§ WRITTEN EXERCISE: Reproduce the listing below, substituting "for each instance" for every occurrence of "per instance" and leaving everything else as it is.
--- start ---
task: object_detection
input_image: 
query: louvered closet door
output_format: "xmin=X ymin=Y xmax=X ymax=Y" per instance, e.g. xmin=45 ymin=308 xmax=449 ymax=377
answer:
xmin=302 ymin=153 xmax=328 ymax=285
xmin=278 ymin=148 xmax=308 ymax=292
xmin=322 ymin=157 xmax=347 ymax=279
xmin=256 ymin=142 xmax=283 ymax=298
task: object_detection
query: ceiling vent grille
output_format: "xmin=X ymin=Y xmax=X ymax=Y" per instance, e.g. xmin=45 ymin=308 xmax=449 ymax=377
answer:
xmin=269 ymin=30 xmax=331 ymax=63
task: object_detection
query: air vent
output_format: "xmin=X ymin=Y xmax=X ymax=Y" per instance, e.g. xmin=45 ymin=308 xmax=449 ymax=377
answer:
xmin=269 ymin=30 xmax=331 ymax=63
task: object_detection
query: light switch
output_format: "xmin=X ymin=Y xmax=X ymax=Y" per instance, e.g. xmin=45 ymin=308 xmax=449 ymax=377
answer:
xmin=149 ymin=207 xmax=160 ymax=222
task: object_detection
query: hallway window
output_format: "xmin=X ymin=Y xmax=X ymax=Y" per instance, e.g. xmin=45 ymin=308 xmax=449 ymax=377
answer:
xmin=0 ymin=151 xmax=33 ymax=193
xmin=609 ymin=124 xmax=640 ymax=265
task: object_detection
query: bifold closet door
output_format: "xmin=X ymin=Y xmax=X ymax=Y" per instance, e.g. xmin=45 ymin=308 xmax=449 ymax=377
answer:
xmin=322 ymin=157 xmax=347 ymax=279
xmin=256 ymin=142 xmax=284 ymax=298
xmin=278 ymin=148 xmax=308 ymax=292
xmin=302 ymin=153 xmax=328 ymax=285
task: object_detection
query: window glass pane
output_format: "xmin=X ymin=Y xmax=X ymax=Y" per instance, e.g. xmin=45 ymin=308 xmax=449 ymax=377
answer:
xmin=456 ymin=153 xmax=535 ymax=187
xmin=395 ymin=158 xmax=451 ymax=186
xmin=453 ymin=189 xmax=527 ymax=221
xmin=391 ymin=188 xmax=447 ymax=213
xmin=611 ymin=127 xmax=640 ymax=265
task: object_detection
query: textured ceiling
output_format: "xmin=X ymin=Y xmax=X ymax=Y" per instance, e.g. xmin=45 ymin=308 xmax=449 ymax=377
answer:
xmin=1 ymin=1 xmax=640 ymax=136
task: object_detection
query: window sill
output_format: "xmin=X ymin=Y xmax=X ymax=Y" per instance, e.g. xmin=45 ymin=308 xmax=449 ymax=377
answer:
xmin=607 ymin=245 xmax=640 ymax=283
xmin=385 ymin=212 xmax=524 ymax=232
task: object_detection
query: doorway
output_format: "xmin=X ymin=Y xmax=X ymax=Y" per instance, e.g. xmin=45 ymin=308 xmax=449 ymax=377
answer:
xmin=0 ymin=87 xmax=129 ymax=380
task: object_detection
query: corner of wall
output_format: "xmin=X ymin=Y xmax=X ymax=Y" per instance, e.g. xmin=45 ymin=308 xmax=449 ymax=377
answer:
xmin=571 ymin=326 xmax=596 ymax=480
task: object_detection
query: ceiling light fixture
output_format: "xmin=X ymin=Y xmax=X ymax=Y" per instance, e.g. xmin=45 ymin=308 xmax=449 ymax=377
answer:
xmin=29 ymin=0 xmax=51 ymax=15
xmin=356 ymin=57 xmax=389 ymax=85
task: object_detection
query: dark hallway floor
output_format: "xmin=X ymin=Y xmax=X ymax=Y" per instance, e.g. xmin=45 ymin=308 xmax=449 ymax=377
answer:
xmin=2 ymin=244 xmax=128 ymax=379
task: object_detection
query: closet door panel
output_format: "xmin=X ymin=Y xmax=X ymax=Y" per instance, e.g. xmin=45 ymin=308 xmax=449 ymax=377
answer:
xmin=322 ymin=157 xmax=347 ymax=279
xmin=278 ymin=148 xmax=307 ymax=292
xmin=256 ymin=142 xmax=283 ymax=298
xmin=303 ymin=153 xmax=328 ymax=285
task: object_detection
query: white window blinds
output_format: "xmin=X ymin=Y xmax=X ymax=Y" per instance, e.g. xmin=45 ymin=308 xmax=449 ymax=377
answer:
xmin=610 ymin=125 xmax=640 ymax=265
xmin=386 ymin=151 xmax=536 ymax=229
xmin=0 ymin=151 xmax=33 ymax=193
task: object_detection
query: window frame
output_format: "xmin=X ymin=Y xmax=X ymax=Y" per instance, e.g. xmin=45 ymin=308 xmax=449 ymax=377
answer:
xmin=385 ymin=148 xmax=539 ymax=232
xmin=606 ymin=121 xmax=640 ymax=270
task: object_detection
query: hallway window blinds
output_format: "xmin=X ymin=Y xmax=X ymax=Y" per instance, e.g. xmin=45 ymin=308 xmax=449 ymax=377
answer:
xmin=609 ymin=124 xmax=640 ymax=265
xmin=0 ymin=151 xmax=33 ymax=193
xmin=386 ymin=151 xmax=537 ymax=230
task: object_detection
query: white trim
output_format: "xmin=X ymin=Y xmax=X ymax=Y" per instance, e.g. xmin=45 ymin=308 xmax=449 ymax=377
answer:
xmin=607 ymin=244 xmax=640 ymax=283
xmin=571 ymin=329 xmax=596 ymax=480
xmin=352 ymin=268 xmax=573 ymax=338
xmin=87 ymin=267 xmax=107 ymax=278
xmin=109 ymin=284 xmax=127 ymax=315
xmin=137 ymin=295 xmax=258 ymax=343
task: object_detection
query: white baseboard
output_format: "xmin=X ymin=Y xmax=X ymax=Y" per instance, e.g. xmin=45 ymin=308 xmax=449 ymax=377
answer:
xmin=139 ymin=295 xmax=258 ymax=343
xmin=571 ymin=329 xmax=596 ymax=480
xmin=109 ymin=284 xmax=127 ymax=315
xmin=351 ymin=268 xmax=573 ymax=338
--- end ---
§ TASK RESULT:
task: object_detection
input_image: 
query: louvered closet door
output_format: "xmin=X ymin=Y xmax=X ymax=Y" for each instance, e.g. xmin=45 ymin=308 xmax=449 ymax=377
answer:
xmin=302 ymin=153 xmax=328 ymax=285
xmin=278 ymin=148 xmax=308 ymax=292
xmin=322 ymin=157 xmax=347 ymax=279
xmin=256 ymin=142 xmax=283 ymax=298
task: object_detection
query: ceiling vent grille
output_format: "xmin=X ymin=Y xmax=X ymax=Y" for each instance, e.g. xmin=45 ymin=308 xmax=449 ymax=377
answer:
xmin=269 ymin=30 xmax=331 ymax=63
task: object_detection
query: air vent
output_format: "xmin=X ymin=Y xmax=X ymax=Y" for each instance, e.g. xmin=45 ymin=308 xmax=449 ymax=377
answer:
xmin=269 ymin=30 xmax=331 ymax=63
task: object_detection
query: light switch
output_format: "xmin=X ymin=Y xmax=X ymax=Y" for each instance, e.g. xmin=45 ymin=308 xmax=449 ymax=377
answer:
xmin=149 ymin=207 xmax=160 ymax=222
task: object_detection
query: hallway window
output_format: "xmin=X ymin=Y xmax=X ymax=Y" for each instance, e.g. xmin=45 ymin=308 xmax=449 ymax=377
answer:
xmin=0 ymin=151 xmax=33 ymax=193
xmin=609 ymin=124 xmax=640 ymax=265
task: object_detection
query: bifold closet door
output_format: "xmin=X ymin=Y xmax=X ymax=Y" for each instance, e.g. xmin=45 ymin=308 xmax=449 ymax=377
answer:
xmin=322 ymin=157 xmax=347 ymax=279
xmin=256 ymin=142 xmax=284 ymax=298
xmin=278 ymin=148 xmax=308 ymax=292
xmin=302 ymin=153 xmax=328 ymax=285
task: object_detection
query: window glass pane
output_format: "xmin=X ymin=Y xmax=X ymax=Y" for each instance, e.g. xmin=45 ymin=308 xmax=449 ymax=377
answer:
xmin=456 ymin=153 xmax=535 ymax=187
xmin=395 ymin=158 xmax=451 ymax=186
xmin=453 ymin=189 xmax=527 ymax=221
xmin=391 ymin=188 xmax=447 ymax=213
xmin=611 ymin=127 xmax=640 ymax=265
task: object_detection
query: textured ceiling
output_format: "xmin=X ymin=Y xmax=X ymax=Y" for each instance, e.g. xmin=45 ymin=308 xmax=449 ymax=377
answer:
xmin=1 ymin=1 xmax=640 ymax=136
task: object_detection
query: window sill
output_format: "xmin=X ymin=Y xmax=X ymax=Y" for each instance, e.g. xmin=45 ymin=308 xmax=449 ymax=377
answer:
xmin=607 ymin=245 xmax=640 ymax=283
xmin=385 ymin=212 xmax=524 ymax=232
task: object_detection
query: doorway
output_format: "xmin=X ymin=Y xmax=X ymax=Y" for each instance, e.g. xmin=45 ymin=308 xmax=449 ymax=377
answer:
xmin=0 ymin=87 xmax=129 ymax=380
task: object_detection
query: corner of wall
output_format: "xmin=X ymin=Y xmax=X ymax=Y" for each instance, e.g. xmin=45 ymin=308 xmax=449 ymax=377
answer:
xmin=571 ymin=326 xmax=596 ymax=480
task: object_detection
query: ceiling light fixture
output_format: "xmin=X ymin=Y xmax=X ymax=Y" for each instance, e.g. xmin=45 ymin=308 xmax=449 ymax=377
answer:
xmin=29 ymin=0 xmax=51 ymax=15
xmin=356 ymin=57 xmax=389 ymax=85
task: object_detection
query: dark hallway floor
output_format: "xmin=X ymin=Y xmax=X ymax=Y" for each instance, e.g. xmin=45 ymin=308 xmax=449 ymax=377
answer:
xmin=2 ymin=244 xmax=128 ymax=379
task: object_detection
query: closet door panel
output_format: "xmin=X ymin=Y xmax=X ymax=Y" for each instance, e.g. xmin=45 ymin=308 xmax=449 ymax=377
answer:
xmin=322 ymin=157 xmax=347 ymax=279
xmin=278 ymin=148 xmax=307 ymax=292
xmin=256 ymin=142 xmax=283 ymax=298
xmin=303 ymin=153 xmax=328 ymax=285
task: object_detection
query: white window blinds
output_format: "xmin=X ymin=Y xmax=X ymax=Y" for each instance, e.g. xmin=45 ymin=308 xmax=449 ymax=377
answer:
xmin=610 ymin=125 xmax=640 ymax=265
xmin=386 ymin=151 xmax=536 ymax=229
xmin=0 ymin=151 xmax=33 ymax=193
task: object_detection
query: window frame
output_format: "xmin=X ymin=Y xmax=X ymax=Y" for each instance, e.g. xmin=45 ymin=308 xmax=449 ymax=377
answer:
xmin=385 ymin=148 xmax=539 ymax=232
xmin=606 ymin=121 xmax=640 ymax=270
task: object_detection
query: hallway window blinds
output_format: "xmin=X ymin=Y xmax=X ymax=Y" for each instance, e.g. xmin=45 ymin=308 xmax=449 ymax=377
answer:
xmin=609 ymin=124 xmax=640 ymax=265
xmin=0 ymin=151 xmax=33 ymax=193
xmin=386 ymin=151 xmax=537 ymax=230
task: object_detection
query: white trim
output_format: "xmin=X ymin=Y xmax=X ymax=Y" for each instance, e.g. xmin=45 ymin=308 xmax=449 ymax=377
answer:
xmin=607 ymin=244 xmax=640 ymax=283
xmin=571 ymin=329 xmax=596 ymax=480
xmin=352 ymin=268 xmax=573 ymax=338
xmin=87 ymin=267 xmax=107 ymax=278
xmin=109 ymin=284 xmax=127 ymax=315
xmin=137 ymin=295 xmax=258 ymax=343
task: object_detection
query: white baseboard
output_format: "xmin=X ymin=Y xmax=X ymax=Y" for each instance, e.g. xmin=45 ymin=308 xmax=449 ymax=377
answer:
xmin=139 ymin=295 xmax=258 ymax=343
xmin=571 ymin=329 xmax=596 ymax=480
xmin=109 ymin=284 xmax=127 ymax=315
xmin=351 ymin=268 xmax=573 ymax=338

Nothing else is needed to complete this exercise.